• Selected text
────────────────────────────────────────

Robert enjoyed working with younger colleagues as they mastered the sometimes arcane work of the museum world and all of its complications and rewards. Cody Hartley, executive director of the Georgia O’Keeffe Museum in Santa Fe, New Mexico, observed, “When I was an SBMA assistant curator, Robert taught me how be an art historian: How to look and think about our shared past and the remarkable history of human creativity, and also about how to be a curator, to balance ideas with realities. Most importantly, he showed me through his daily example how to find joy in beauty, to demonstrate grace under pressure, to be generous in doling out patience and kindness.
“Intellectually, the breadth of his expertise was matched only by his curiosity. He was all-encompassing in his ability to appreciate art from many periods, in many media: from the spiritual to the satirical, from ancient classics to modern masters. And still, he created room for others to make meaning, opening opportunities for colleagues and young staff to stretch and grow, providing space and support in equal measures. I’ve never worked with anyone like him since and count myself fortunate every day for what he gave me as a mentor and friend.”

────────────────────────────────────────

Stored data
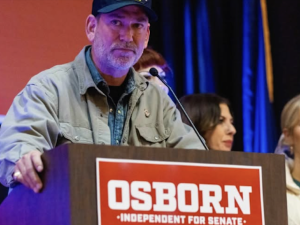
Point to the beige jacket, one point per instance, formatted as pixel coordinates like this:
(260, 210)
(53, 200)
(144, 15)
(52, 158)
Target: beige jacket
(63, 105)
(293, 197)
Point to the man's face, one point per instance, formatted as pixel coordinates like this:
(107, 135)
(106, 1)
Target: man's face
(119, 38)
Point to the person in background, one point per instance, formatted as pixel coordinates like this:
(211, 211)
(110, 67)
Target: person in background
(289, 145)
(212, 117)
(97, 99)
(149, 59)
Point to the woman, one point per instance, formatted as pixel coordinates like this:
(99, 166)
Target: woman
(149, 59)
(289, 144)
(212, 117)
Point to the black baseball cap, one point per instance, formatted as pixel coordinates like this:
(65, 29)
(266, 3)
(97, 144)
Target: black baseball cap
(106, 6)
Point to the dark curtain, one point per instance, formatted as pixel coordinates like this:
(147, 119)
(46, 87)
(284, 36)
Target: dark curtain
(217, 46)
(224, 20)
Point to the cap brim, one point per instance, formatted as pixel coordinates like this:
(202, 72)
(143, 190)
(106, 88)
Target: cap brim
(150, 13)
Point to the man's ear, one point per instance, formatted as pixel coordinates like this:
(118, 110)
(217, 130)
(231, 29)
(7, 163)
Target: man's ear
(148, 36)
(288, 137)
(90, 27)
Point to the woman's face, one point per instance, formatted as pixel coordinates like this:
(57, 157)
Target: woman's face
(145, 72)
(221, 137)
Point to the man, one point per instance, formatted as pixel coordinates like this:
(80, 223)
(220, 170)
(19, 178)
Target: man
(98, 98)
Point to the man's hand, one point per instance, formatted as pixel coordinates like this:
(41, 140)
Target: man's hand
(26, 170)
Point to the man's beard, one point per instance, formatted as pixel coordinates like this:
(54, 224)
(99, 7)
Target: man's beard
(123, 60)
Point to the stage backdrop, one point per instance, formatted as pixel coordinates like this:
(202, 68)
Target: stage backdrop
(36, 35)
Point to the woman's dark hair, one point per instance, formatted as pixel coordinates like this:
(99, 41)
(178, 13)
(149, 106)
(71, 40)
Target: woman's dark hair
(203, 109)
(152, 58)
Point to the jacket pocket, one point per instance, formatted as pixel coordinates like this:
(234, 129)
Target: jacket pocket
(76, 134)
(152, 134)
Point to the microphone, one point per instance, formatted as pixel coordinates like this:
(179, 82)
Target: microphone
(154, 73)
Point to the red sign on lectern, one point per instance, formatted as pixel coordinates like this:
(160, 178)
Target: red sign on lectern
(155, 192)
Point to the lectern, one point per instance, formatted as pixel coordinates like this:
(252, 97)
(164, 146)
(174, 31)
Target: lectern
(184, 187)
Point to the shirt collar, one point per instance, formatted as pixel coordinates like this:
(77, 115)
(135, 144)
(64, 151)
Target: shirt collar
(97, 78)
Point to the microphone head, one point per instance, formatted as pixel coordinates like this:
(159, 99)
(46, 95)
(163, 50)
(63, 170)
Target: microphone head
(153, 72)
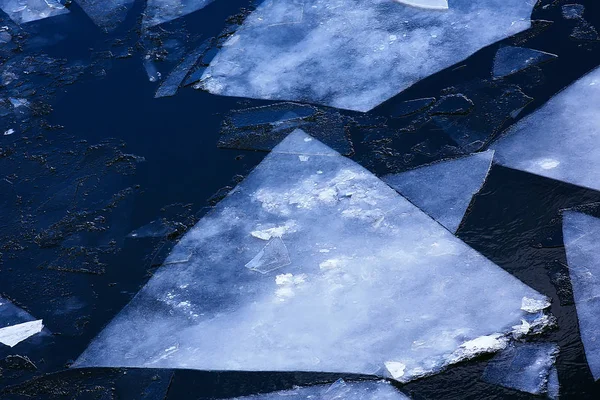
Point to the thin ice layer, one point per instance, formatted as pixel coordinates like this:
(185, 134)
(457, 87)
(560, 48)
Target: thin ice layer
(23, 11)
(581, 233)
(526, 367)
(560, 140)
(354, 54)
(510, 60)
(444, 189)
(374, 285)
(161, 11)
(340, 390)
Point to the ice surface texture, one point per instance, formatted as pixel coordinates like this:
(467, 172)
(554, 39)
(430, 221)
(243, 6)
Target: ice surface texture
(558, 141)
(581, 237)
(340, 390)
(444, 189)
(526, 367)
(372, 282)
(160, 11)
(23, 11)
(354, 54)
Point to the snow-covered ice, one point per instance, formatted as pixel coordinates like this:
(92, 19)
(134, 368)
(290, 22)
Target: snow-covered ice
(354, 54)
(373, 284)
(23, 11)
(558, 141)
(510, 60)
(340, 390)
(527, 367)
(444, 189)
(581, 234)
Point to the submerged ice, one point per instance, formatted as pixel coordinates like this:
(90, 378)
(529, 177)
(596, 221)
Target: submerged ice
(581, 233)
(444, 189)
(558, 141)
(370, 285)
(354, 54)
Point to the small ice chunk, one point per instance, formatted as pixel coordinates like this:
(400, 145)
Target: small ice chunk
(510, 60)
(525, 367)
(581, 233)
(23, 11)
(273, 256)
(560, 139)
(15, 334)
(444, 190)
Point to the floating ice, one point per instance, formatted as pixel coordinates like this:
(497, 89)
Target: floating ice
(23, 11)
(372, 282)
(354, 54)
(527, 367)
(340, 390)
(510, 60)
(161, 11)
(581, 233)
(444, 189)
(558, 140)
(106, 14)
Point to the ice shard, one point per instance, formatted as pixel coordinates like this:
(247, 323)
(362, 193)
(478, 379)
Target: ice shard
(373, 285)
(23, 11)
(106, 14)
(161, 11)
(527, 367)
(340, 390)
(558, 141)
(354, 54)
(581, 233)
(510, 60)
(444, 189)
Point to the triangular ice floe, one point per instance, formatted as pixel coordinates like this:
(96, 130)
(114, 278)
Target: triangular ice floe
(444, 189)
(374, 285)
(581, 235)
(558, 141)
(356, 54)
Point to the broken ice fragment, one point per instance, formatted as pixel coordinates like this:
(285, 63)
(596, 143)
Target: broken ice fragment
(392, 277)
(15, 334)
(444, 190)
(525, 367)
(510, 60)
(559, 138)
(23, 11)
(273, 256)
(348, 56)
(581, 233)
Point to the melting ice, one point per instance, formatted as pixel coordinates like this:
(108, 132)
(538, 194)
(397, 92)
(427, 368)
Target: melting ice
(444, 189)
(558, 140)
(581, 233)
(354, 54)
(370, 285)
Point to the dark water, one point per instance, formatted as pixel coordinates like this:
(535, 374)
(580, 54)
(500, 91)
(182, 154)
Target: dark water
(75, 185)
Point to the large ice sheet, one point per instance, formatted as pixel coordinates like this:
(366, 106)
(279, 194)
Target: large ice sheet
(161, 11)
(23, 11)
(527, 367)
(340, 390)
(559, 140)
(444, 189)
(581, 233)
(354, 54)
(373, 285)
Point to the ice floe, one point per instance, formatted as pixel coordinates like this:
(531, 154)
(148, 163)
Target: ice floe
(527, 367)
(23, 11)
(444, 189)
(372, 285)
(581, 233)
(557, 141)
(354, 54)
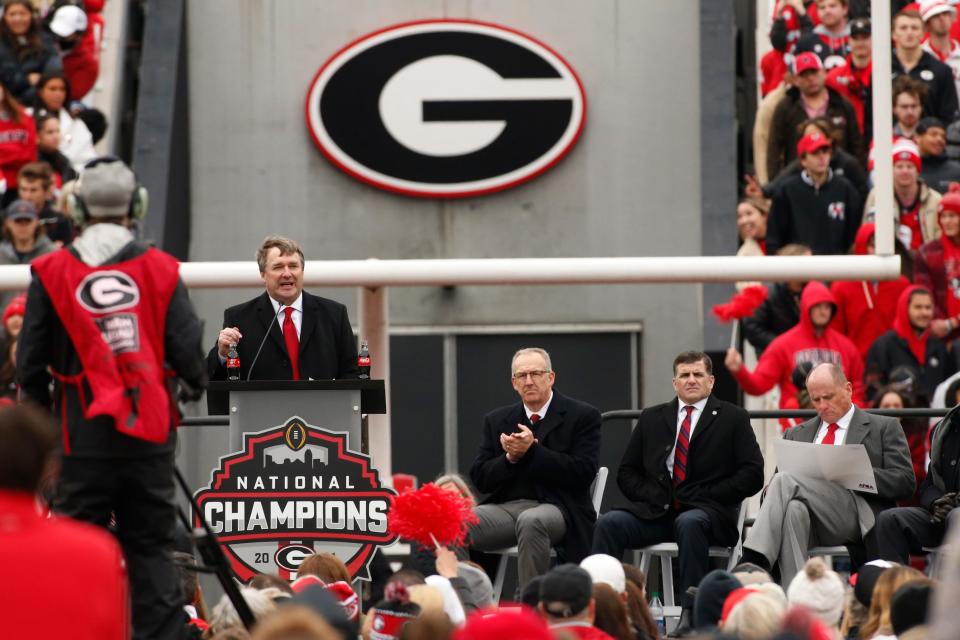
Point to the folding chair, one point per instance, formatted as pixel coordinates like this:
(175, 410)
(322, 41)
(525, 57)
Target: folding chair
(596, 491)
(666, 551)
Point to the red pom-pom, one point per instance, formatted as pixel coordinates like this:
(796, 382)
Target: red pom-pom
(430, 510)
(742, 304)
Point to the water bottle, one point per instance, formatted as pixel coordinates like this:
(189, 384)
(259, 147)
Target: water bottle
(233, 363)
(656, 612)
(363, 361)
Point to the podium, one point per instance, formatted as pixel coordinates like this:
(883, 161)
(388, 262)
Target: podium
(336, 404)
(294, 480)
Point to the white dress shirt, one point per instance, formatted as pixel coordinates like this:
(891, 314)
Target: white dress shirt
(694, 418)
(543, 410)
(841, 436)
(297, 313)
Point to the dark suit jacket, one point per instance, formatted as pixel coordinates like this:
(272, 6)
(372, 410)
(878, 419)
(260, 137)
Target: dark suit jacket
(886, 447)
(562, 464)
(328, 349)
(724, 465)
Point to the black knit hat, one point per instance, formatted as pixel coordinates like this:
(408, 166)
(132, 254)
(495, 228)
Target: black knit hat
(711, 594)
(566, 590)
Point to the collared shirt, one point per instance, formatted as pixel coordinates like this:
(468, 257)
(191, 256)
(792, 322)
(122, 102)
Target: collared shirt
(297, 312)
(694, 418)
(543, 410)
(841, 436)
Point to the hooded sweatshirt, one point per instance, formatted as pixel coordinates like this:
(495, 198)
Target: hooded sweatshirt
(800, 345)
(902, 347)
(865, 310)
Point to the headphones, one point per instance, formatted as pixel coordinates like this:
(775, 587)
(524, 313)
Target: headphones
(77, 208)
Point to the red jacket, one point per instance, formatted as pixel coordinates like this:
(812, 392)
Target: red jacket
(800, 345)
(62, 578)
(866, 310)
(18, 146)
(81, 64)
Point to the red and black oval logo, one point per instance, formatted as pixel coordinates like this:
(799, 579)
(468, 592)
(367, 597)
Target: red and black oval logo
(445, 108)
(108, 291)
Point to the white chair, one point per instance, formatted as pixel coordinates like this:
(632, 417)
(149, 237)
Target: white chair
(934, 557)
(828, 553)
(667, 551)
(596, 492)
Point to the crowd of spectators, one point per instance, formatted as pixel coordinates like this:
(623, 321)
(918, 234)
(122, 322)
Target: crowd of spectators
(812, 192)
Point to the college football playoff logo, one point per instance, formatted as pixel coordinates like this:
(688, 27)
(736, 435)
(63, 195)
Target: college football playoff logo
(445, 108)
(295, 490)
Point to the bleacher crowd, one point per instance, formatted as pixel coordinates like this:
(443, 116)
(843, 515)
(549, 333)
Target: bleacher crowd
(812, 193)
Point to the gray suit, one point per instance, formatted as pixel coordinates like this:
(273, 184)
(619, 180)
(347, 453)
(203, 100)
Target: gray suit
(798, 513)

────────────────────────────────────────

• Required work
In the tribute to Robert, what does Cody Hartley say Robert showed him through his daily example? List each one.

• Exercise result
- How to find joy in beauty
- To demonstrate grace under pressure
- To be generous in doling out patience and kindness